(Items from a dataset)
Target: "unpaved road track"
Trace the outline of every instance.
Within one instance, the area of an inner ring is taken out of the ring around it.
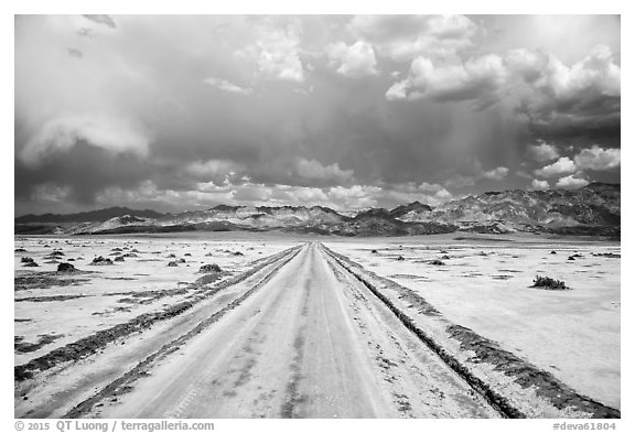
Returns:
[[[67,415],[501,416],[315,242],[129,383]]]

**Task brief:** Could you lay out the entries above as a JSON list of strings, one string per line, with blank lines and the pictures left out?

**Complete answer:**
[
  "Target: \"unpaved road track\"",
  "Trace the outline of every instance.",
  "Within one instance, the area of an inner ring is taken out of the ring around it.",
  "Returns:",
  "[[[67,415],[501,416],[315,242],[129,383]]]"
]